======== TRECHO FORNECIDO ========

Os comandos eram acionados por correntes duplas, uma para cada bancada, e a admissão tinha doze borboletas individuais, e um injetor debaixo de cada uma delas. Capaz de girar até 10000 rpm, o V12 do F50 dava 520 cv a 8500 rpm, com taxa de 11,3:1. O torque era de 48 mkgf a 6500 rpm, e o motor completo pesava apenas 210 kg.

 

333SP

Mas antes de chegar ás ruas no F50, este motor encontra um lugar especial só seu em competições: a volta da Ferrari às competições de carros esporte. Tudo porque com a morte de Enzo em 1988, Piero Lardi Ferrari se tornava o  herdeiro da parte do comendador na empresa, e com isso, ganhava também algum poder e influência. Piero, antes o “filho bastardo” com a amante Lina Lardi, era amigo de Gianpiero Moretti, o fundador da fábrica de volantes Momo, e ávido “gentleman driver”( um piloto que banca sua participação em corridas profissionais). Moretti ansiava a volta da Ferrari às provas de carro esporte, e como tinha o ouvido de Piero, faz acontecer.

O resultado é o 333SP: um carro com chassi e motor desenhados e fornecidos pela Ferrari, e o resto pela Dallara. Usava, como pedia o regulamento da IMSA americana, um motor baseado em carro de rua: o da F50. Sim, ela ainda não tinha sido lançada, mas enfim…

Com o curso reduzido para 58,7mm, para ficar dentro do limite da categoria (4 litros), taxa elevada para 13:1, válvulas maiores, e sistema de cárter seco tirado direto do motor de F1, dava 675 cv a 11000 rpm. O 333SP (333 era a capacidade de cada cilindro, uma piscadela ao passado da marca, e SP, Spider Posteriore), apesar de ser um filho meio bastardo e esquecido como Piero, teve muito sucesso: o longo de sua carreira conseguiu 56 vitórias, 69 poles, cinco campeonatos de pilotos e três de construtores.

========

FAÇA ISTO:
Copie fielmente a parte do trecho sobre o motor da Ferrari que vai de "Mas antes de" até "Piero, faz acontecer.", incluindo esse final.

======== DADOS FORNECIDOS ========

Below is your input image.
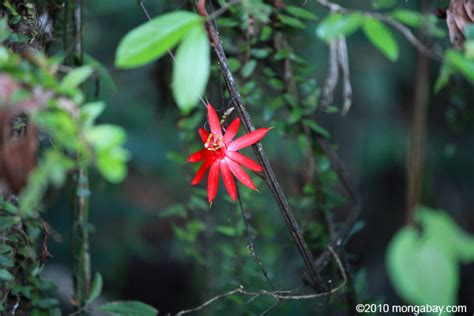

========

RESPOSTA FINAL:
Mas antes de chegar ás ruas no F50, este motor encontra um lugar especial só seu em competições: a volta da Ferrari às competições de carros esporte. Tudo porque com a morte de Enzo em 1988, Piero Lardi Ferrari se tornava o  herdeiro da parte do comendador na empresa, e com isso, ganhava também algum poder e influência. Piero, antes o “filho bastardo” com a amante Lina Lardi, era amigo de Gianpiero Moretti, o fundador da fábrica de volantes Momo, e ávido “gentleman driver”( um piloto que banca sua participação em corridas profissionais). Moretti ansiava a volta da Ferrari às provas de carro esporte, e como tinha o ouvido de Piero, faz acontecer.